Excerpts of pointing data
****************
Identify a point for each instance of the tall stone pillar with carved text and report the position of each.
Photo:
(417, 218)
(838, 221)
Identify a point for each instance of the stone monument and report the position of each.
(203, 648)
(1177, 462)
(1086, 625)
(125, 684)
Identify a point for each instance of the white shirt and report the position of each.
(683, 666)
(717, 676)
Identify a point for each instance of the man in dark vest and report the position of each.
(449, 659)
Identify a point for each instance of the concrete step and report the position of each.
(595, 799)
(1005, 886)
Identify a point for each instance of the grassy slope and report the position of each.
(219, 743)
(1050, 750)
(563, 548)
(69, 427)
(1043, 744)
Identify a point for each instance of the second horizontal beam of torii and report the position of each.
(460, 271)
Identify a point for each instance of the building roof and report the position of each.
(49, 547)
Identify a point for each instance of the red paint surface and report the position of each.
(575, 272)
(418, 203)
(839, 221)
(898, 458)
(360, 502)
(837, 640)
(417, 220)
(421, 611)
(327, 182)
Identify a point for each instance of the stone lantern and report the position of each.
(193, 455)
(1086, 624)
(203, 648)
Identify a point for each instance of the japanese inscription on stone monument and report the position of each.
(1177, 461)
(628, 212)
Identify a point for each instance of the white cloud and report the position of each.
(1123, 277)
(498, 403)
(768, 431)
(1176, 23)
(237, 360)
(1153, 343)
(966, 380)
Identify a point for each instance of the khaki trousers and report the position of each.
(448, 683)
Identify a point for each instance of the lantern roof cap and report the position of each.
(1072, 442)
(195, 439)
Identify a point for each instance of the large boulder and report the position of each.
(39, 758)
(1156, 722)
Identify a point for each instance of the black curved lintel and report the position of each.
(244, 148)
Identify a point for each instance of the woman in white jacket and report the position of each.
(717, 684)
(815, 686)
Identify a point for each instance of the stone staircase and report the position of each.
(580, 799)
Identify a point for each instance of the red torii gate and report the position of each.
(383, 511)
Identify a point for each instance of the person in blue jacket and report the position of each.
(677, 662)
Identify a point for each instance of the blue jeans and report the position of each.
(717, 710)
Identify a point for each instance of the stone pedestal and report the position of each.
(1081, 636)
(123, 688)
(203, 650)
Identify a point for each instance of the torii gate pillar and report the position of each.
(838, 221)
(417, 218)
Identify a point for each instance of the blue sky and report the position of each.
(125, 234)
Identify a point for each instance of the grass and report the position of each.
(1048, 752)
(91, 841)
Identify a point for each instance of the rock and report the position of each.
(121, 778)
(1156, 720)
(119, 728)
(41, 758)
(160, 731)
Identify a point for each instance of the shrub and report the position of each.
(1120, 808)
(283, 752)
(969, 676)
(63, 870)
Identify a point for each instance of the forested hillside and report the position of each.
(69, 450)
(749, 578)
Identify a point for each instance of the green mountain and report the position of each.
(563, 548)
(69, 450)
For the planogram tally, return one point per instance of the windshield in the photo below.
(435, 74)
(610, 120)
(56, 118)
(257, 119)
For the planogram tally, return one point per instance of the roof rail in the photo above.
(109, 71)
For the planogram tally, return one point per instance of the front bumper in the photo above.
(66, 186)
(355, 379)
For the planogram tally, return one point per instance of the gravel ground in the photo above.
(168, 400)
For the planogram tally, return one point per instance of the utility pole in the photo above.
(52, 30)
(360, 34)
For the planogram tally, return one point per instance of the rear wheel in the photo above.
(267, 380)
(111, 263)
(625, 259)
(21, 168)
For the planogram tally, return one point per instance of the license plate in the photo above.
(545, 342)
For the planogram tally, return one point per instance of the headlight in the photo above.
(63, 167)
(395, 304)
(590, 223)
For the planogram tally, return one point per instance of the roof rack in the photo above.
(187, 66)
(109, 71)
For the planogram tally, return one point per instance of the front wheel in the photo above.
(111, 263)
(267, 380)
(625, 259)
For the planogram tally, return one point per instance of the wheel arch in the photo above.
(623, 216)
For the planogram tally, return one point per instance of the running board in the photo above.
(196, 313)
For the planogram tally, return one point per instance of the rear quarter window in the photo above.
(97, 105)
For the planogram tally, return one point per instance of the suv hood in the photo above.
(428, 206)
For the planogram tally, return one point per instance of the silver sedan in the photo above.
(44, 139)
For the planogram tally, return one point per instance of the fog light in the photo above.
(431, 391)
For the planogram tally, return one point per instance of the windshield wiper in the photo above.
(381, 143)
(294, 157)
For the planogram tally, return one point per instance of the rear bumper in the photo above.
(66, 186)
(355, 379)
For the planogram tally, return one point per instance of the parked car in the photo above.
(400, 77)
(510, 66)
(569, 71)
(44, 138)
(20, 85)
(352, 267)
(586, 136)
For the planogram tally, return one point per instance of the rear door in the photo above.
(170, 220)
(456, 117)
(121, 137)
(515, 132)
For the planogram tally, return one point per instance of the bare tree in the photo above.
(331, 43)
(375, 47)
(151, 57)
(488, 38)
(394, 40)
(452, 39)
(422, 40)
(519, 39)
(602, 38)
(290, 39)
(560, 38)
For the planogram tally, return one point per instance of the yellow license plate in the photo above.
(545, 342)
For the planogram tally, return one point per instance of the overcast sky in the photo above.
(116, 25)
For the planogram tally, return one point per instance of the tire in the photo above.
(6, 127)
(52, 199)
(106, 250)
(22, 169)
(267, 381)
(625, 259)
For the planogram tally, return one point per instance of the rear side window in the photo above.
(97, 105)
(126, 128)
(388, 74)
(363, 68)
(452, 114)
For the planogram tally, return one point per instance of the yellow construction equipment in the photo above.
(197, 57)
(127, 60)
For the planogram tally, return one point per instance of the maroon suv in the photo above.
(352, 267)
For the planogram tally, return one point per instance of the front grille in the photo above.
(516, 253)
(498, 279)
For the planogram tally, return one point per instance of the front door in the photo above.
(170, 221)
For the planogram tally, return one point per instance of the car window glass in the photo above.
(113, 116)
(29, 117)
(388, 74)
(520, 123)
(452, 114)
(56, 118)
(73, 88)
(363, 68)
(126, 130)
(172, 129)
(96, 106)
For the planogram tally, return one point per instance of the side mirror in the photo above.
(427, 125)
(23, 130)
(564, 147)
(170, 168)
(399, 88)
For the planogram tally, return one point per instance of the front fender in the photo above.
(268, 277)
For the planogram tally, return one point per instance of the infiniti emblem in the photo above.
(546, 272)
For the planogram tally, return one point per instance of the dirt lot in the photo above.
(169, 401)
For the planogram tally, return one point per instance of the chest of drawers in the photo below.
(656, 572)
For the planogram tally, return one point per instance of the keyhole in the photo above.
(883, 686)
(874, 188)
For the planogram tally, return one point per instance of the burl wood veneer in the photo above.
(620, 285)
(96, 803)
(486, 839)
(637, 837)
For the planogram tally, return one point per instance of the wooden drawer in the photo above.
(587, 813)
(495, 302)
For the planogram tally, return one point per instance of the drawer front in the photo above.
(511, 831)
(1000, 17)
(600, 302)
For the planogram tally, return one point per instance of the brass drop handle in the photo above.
****************
Rewrite all of the rows above, replacing every "stone monument" with "stone marker" and leaving everything else unchanged.

▶ RESULT OF THE TASK:
Identify a point for each instance of the tall stone pillar with carved text and report the position of each.
Photo:
(417, 218)
(838, 221)
Identify a point for each instance of the stone marker and report the position of each.
(203, 648)
(1177, 462)
(1086, 625)
(125, 684)
Identify a point for each instance of the white shirt and report the position of each.
(683, 666)
(717, 676)
Identify a point for each instance of the man in dark vest and report the position of each.
(449, 659)
Identify a point for each instance of the concrete step and report the position of each.
(595, 799)
(1005, 886)
Identify a point for each instance of the grassy slope and report the position of each.
(219, 743)
(1050, 750)
(563, 548)
(69, 427)
(1043, 744)
Identify a point for each instance of the second horizontal beam of torii and report the position of each.
(460, 271)
Identify a point for each instance of the building roof and report the position of each.
(49, 547)
Identify a point for each instance of the red paint surface and report the position of each.
(575, 272)
(418, 203)
(839, 221)
(898, 458)
(360, 502)
(837, 640)
(417, 220)
(421, 611)
(327, 182)
Identify a point for each instance of the stone lantern and report the position of each.
(193, 455)
(1086, 624)
(203, 648)
Identify a point for each instance of the japanese inscription on stone marker and report the position of each.
(1177, 461)
(628, 212)
Identify a point for each instance of the white cloud and report the position of each.
(1123, 277)
(498, 403)
(768, 431)
(1176, 23)
(237, 360)
(1153, 343)
(966, 380)
Identify a point for each instance of the khaki trousers and report the position of each.
(448, 683)
Identify a point for each instance of the lantern roof cap and report the position of each.
(1072, 442)
(195, 439)
Identify a point for each instance of the large boulder and report the position of each.
(39, 758)
(1156, 722)
Identify a point for each instance of the black curved lintel and report the position of each.
(244, 148)
Identify a point for each instance of the woman in white jacket and report the position of each.
(717, 684)
(815, 686)
Identify a point for each instance of the stone staircase and report the position of each.
(580, 799)
Identify a point for each instance of the red torii gate and report the position of each.
(383, 511)
Identify a point for each instance of the person in blue jacket and report the position of each.
(677, 662)
Identify a point for each instance of the blue jeans and report the position of each.
(717, 710)
Identify a point for each instance of the stone pedestal and report the position of each.
(1081, 636)
(123, 688)
(203, 650)
Identify a point for each instance of the torii gate pillar and report the position of each.
(838, 221)
(417, 218)
Identify a point for each instance of the blue sky and report the position of each.
(125, 234)
Identify a point for each instance of the grass and report the position of each.
(1048, 752)
(91, 841)
Identify a point for each instance of the rock and report the position of each.
(121, 778)
(1156, 720)
(119, 728)
(41, 758)
(160, 731)
Identify a point for each instance of the shrub and report the position of each.
(1120, 808)
(283, 752)
(969, 676)
(63, 870)
Identify a point for each instance of the forested hillside and report the position of each.
(69, 450)
(749, 578)
Identify a point for each instance of the green mountain and report the position of each.
(563, 548)
(69, 450)
For the planogram tally, return one point per instance of the windshield in the photo below.
(435, 74)
(610, 120)
(56, 118)
(257, 119)
For the planogram tally, return one point per instance of the roof rail in the photo above.
(109, 71)
For the planogram tally, return one point per instance of the front bumper in the photo above.
(66, 186)
(355, 379)
For the planogram tally, return one point per instance of the gravel ground in the photo above.
(168, 400)
For the planogram tally, return one point per instance of the utility pole in the photo above.
(52, 30)
(360, 34)
For the planogram tally, return one point per instance of the rear wheel in the photo above.
(267, 380)
(111, 263)
(625, 259)
(21, 168)
For the planogram tally, return one point per instance of the license plate in the photo above.
(545, 342)
For the planogram tally, return one point per instance of the headlight in the photo above.
(63, 167)
(395, 304)
(590, 223)
For the planogram tally, return one point per instance of the roof rack in the photo above.
(187, 66)
(109, 71)
For the planogram tally, return one point per instance of the front wheel in the photo above.
(111, 263)
(267, 380)
(625, 259)
For the planogram tally, return one point per instance of the wheel arch in the photo above.
(623, 216)
For the planogram tally, return one point per instance of the running board in the photo above.
(196, 313)
For the planogram tally, return one point per instance of the rear quarter window in the photo above.
(97, 105)
For the planogram tally, return one point per instance of the suv hood in the photo above.
(428, 206)
For the planogram tally, return one point per instance of the silver sedan in the photo above.
(44, 139)
For the planogram tally, return one point per instance of the fog light in the photo above.
(431, 391)
For the planogram tally, return one point per instance of the windshield wiper in the photo above.
(381, 143)
(294, 157)
For the planogram tally, return one point per instance of the rear bumper in the photo above.
(66, 186)
(355, 379)
For the planogram tally, return one point per instance of the parked car in the photo above.
(400, 77)
(510, 66)
(569, 71)
(44, 138)
(20, 85)
(352, 267)
(586, 136)
For the planogram tally, return one point per instance of the rear door in the photo above.
(170, 220)
(456, 117)
(121, 137)
(515, 132)
For the planogram tally, return one point per instance of the bare tree in the photo above.
(331, 43)
(375, 47)
(151, 57)
(488, 38)
(394, 40)
(452, 39)
(422, 40)
(519, 39)
(602, 38)
(290, 39)
(560, 38)
For the planogram tally, return one point per instance of the yellow license plate in the photo above.
(545, 342)
For the planogram tally, return one point per instance of the overcast sky in the photo above.
(116, 25)
For the planogram tally, return one point per instance of the tire in the photo above.
(6, 127)
(52, 199)
(106, 250)
(22, 169)
(267, 381)
(625, 259)
For the planogram tally, return one point per instance of the rear side window in the photo above.
(97, 105)
(126, 128)
(388, 74)
(363, 68)
(452, 114)
For the planogram tally, return one point per instance of the yellow construction equipment in the photo above.
(197, 57)
(127, 60)
For the planogram tally, return one point per instance of the maroon suv in the photo above.
(352, 267)
For the planogram tally, return one point per instance of the front grille in the photo above.
(516, 253)
(498, 279)
For the planogram tally, return one point per instance of the front door in the photo above.
(170, 221)
For the planogram tally, return one point per instance of the car window glass in the photo above.
(113, 116)
(29, 117)
(388, 74)
(520, 123)
(452, 114)
(56, 118)
(73, 88)
(363, 68)
(126, 130)
(172, 129)
(96, 106)
For the planogram tally, return one point per instance of the side mirror in the photo above.
(427, 125)
(23, 130)
(564, 147)
(170, 168)
(399, 88)
For the planogram tally, return one point per instance of the front fender in the photo above.
(268, 277)
For the planogram tally, return one point per instance of the infiniti emblem in the photo above.
(546, 272)
For the planogram tally, return one point per instance of the dirt lot in the photo above.
(169, 401)
For the planogram tally, return one point per instance of the chest of drawers in the photo below.
(656, 572)
For the planogram tally, return one point per instance of the keyhole in the photo above.
(883, 686)
(874, 188)
For the planogram tally, return one point per instance of the burl wood veneer in the photo above.
(620, 285)
(96, 803)
(486, 839)
(637, 837)
For the planogram tally, return one point per instance of the wooden drawer in the photo above.
(587, 813)
(495, 302)
For the planogram tally, return one point per instance of the drawer front in the photo above.
(511, 831)
(1000, 17)
(600, 302)
For the planogram tally, return one point per instance of the brass drop handle in the photo above.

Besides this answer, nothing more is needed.